_Objectif:_
Rédigez la suite du texte consacré à la superstition des joueurs de poker, en reprenant juste après sa dernière phrase.

Pour gagner au poker, il faut de la stratégie, du sang-froid... et aussi un petit peu de chance. Certains joueurs se mettent alors en tête d'influencer le cours du destin, quitte à suivre une voie qui les mènera à coup sûr vers le bad beat : la superstition.
« La superstition est l'art de se mettre en règle avec les coïncidences. » – Jean Cocteau
Pourquoi les joueurs sont-ils superstitieux ?
La superstition n'est pas de la bêtise. Elle est, au contraire, le produit de notre intelligence. D'ailleurs, quand on regarde son étymologie, on s'aperçoit que ce mot signifie « surmonter », « se tenir au-dessus », « dominer ».
Mais surmonter quoi ? La réponse est simple : il s'agit de lutter contre notre anxiété face à tout ce que nous ne maîtrisons pas.
En fait, notre cerveau cherche une parade pour avoir l'impression de contrôler le hasard et l'incertitude liée à notre condition humaine.

_Contenu des données:_
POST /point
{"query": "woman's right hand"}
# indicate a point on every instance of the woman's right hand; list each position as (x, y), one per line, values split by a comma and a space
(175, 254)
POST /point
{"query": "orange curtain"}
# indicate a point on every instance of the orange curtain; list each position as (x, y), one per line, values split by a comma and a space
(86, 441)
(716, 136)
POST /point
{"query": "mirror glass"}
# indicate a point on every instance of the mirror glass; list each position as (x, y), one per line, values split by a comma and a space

_Corrigé de l'exercice:_
Alors, plus les individus se trouvent dans des situations stressantes, plus ils ont tendance à devenir superstitieux. C'est notamment le cas des artistes, des sportifs de haut niveau... et des joueurs.
Chacun a son gri-gri ou ses petites manies. Et la fréquentation des casinos explose le vendredi 13 ! (+40% en moyenne). Le jeu est en effet un terreau fertile pour la superstition puisqu'il cumule à la fois le hasard et l'argent, la pression augmentant avec le niveau des joueurs et l'importance des enjeux financiers.
Les risques liés à la superstition
La superstition peut devenir une prison psychologique.
« Les superstitieux sont dans la société ce que les poltrons sont dans une armée : ils ont, et donnent des terreurs paniques. » – Voltaire
En soi, il n'y a pas un rituel superstitieux pire (ou meilleur) qu'un autre. Le problème vient de leur fréquence, de leur nombre et surtout de leur caractère indispensable.
Certains joueurs de poker finissent par s'enfermer dans une véritable prison psychologique. Ils se sentent obligés d'accomplir tel ou tel acte pour pouvoir jouer, ou perdent leurs capacités si un « présage » s'accomplit.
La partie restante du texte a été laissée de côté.